● Task requirements
Using the records below, find every line that includes "insect" and copy it.

● Data under study
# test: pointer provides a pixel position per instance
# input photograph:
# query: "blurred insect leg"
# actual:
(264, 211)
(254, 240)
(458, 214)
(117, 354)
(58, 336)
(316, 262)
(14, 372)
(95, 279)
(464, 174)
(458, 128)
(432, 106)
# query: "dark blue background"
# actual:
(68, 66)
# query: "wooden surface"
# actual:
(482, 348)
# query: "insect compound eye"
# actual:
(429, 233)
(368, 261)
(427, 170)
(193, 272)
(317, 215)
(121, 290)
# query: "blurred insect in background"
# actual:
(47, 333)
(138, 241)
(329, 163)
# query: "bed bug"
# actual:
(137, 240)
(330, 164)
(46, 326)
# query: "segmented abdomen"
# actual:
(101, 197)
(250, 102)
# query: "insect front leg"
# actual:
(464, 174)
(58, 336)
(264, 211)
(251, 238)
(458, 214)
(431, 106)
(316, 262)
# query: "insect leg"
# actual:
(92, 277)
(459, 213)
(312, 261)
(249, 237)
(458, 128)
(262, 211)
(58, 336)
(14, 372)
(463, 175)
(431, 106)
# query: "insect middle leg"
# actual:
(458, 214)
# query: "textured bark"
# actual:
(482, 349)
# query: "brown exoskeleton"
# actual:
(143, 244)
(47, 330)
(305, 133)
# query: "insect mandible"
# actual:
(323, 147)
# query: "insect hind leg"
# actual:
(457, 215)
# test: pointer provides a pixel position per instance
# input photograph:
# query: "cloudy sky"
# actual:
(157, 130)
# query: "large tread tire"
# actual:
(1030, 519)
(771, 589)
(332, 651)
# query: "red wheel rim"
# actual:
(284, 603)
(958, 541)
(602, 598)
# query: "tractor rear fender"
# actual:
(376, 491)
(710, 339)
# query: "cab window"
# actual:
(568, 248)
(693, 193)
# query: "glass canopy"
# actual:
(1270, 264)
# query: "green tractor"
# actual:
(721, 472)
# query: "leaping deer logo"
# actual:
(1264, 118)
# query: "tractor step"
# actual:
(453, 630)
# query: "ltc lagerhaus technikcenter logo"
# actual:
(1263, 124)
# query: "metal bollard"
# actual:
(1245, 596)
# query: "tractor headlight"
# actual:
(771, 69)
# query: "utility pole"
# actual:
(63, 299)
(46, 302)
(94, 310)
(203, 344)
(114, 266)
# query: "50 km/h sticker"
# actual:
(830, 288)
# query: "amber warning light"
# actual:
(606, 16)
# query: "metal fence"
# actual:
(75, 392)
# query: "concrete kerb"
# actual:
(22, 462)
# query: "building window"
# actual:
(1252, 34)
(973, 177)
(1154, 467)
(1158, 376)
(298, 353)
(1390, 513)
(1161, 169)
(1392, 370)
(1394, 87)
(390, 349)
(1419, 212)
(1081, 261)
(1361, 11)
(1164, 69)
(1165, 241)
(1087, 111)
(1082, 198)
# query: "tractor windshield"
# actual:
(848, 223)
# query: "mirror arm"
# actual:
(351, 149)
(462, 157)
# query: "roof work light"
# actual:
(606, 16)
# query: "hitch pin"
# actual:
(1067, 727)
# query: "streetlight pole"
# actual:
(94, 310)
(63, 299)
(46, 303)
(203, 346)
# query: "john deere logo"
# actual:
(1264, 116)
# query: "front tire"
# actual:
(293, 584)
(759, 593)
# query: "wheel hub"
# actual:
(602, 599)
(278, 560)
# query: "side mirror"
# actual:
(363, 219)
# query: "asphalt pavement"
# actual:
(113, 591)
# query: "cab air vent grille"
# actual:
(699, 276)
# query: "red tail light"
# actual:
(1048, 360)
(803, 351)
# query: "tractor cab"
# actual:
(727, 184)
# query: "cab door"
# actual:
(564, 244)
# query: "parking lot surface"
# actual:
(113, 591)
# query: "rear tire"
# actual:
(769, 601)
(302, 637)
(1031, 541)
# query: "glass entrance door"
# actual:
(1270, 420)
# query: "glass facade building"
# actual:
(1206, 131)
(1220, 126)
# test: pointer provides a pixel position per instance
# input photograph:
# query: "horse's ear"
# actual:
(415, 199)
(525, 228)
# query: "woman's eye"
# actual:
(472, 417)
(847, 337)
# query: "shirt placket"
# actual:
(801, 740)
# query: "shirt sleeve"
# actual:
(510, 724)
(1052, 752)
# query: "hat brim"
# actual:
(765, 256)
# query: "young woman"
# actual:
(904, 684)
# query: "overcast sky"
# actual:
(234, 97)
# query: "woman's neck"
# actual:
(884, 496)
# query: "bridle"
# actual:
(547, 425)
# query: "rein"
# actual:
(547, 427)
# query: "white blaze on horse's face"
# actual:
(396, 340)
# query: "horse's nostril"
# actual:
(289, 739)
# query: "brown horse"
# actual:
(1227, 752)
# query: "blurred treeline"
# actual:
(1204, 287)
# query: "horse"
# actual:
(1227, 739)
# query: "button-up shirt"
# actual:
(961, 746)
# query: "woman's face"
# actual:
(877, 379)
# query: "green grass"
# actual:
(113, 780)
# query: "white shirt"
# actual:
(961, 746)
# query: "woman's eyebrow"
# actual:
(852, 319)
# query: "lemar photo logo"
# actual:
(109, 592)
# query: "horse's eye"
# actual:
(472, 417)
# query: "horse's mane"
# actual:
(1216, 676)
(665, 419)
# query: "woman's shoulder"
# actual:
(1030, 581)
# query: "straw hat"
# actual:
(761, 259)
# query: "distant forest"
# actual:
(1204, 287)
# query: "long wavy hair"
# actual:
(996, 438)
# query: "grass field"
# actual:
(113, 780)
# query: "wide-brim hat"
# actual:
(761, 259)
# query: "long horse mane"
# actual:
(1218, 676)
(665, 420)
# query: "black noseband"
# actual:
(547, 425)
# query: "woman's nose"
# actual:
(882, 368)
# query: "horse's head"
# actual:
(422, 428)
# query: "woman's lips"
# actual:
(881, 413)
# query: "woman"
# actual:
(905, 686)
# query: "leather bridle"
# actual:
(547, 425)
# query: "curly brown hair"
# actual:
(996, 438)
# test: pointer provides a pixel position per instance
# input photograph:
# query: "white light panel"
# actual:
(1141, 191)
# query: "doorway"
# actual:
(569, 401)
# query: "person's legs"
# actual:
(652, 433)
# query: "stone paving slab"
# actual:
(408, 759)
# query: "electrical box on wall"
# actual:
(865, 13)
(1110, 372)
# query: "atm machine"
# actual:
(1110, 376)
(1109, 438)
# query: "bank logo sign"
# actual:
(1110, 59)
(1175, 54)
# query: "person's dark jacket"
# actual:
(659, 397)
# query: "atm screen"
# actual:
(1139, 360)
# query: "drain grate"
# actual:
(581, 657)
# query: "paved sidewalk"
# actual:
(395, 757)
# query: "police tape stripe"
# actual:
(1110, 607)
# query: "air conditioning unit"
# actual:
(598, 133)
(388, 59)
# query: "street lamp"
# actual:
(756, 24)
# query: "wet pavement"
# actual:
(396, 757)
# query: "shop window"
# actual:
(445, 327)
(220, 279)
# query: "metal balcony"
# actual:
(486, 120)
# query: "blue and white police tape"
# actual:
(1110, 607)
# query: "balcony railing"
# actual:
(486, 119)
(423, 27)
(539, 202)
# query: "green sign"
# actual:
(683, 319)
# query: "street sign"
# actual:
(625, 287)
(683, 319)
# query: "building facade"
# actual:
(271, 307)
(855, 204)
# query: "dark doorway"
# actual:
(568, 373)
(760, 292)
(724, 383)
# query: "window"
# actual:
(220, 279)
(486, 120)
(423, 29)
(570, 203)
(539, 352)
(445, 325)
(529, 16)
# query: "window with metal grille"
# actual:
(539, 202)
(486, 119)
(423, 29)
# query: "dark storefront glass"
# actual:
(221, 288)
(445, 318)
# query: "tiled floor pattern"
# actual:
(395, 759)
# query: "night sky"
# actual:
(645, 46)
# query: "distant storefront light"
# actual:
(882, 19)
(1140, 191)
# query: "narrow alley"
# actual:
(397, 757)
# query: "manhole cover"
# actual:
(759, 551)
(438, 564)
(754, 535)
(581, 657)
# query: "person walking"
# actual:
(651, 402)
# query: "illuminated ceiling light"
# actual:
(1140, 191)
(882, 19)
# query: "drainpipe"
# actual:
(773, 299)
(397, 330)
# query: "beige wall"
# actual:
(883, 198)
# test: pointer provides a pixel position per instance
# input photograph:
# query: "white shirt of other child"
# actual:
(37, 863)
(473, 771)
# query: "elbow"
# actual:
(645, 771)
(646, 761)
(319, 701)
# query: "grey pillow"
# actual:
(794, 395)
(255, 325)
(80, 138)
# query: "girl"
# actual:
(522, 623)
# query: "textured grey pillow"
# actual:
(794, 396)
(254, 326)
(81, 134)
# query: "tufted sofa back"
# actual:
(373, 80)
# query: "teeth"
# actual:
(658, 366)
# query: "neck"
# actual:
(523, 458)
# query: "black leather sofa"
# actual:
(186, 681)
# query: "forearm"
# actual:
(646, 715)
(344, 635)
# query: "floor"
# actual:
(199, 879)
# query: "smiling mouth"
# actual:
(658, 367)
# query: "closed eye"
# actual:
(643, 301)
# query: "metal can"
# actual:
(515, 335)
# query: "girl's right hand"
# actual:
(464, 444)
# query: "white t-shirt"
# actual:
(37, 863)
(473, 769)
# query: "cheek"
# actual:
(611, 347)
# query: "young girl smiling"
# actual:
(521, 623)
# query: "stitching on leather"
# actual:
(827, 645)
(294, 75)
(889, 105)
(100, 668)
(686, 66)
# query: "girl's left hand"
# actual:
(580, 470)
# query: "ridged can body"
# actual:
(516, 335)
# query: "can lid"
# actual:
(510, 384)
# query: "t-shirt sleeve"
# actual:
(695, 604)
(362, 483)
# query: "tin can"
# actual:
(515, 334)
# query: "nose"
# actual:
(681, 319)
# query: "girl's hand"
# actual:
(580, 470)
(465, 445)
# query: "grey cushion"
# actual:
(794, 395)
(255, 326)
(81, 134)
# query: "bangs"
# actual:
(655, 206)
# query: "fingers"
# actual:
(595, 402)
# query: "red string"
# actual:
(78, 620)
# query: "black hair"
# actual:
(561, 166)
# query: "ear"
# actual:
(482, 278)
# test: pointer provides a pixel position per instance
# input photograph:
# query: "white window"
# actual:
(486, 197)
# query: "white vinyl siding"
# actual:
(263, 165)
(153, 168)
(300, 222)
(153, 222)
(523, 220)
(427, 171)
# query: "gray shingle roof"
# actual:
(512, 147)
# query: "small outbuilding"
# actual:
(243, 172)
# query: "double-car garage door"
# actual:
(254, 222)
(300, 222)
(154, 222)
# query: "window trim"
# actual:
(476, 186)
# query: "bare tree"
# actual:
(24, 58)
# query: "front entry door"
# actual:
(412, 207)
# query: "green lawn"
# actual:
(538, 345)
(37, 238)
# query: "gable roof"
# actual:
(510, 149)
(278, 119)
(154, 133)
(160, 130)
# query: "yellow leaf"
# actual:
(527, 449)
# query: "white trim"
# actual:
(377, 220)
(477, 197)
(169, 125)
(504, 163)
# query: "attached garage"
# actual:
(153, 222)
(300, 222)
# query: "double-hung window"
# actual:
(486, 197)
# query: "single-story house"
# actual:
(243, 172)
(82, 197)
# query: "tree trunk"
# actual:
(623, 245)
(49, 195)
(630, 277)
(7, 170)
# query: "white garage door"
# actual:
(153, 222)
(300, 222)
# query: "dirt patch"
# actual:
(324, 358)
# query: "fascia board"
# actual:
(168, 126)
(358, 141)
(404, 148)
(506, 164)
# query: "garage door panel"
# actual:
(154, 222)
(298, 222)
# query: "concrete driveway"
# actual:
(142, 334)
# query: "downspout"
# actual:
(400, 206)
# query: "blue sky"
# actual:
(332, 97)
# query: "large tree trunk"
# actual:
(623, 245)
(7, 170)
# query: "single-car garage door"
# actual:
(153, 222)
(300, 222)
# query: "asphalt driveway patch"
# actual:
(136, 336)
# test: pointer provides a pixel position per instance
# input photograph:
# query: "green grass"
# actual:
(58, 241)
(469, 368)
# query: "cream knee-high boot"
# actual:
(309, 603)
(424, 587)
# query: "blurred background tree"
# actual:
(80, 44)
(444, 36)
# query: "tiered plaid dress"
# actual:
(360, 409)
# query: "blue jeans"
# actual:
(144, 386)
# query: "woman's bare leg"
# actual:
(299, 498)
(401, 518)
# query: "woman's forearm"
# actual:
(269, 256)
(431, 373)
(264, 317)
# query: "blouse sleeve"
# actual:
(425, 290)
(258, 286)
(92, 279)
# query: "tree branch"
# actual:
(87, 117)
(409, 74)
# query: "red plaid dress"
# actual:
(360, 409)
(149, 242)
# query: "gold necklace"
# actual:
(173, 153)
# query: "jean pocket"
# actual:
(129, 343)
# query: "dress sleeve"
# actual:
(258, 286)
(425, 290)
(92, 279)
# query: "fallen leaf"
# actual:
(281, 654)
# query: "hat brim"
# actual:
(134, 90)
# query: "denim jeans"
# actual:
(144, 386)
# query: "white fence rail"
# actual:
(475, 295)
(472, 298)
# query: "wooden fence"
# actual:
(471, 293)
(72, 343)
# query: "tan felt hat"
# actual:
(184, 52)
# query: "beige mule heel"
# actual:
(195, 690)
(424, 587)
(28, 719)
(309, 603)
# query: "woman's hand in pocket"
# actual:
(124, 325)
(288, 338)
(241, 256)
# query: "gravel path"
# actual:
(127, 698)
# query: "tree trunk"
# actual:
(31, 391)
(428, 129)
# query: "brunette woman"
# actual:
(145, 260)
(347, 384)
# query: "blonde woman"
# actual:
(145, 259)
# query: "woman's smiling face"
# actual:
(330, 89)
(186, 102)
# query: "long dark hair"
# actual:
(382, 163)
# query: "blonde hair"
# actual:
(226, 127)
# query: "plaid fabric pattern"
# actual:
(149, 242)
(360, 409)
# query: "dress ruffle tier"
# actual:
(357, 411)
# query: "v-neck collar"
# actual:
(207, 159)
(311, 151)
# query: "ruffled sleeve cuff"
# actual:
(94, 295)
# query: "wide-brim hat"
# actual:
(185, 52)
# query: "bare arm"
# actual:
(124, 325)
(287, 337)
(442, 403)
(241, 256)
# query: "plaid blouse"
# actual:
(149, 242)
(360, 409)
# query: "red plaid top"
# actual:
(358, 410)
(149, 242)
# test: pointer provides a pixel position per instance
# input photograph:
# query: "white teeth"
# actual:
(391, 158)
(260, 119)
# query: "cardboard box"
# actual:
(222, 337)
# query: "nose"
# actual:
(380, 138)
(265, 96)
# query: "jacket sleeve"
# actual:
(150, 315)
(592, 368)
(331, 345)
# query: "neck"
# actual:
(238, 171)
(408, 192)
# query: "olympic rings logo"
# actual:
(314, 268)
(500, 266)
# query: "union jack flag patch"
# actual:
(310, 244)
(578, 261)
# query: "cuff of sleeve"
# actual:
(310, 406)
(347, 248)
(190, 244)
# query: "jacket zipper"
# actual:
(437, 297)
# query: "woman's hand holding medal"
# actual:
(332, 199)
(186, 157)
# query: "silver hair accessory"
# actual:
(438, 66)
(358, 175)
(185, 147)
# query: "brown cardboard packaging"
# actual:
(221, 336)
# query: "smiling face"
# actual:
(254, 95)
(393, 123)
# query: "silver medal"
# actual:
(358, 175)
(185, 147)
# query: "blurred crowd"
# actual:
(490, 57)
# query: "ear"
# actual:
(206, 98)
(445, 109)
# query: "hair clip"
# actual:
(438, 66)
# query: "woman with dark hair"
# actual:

● Answer to the problem
# query: "blurred insect leg"
# query: "insect compound eye"
# query: "blurred insect in background"
# query: "insect front leg"
# query: "insect leg"
# query: "insect middle leg"
# query: "insect mandible"
# query: "insect hind leg"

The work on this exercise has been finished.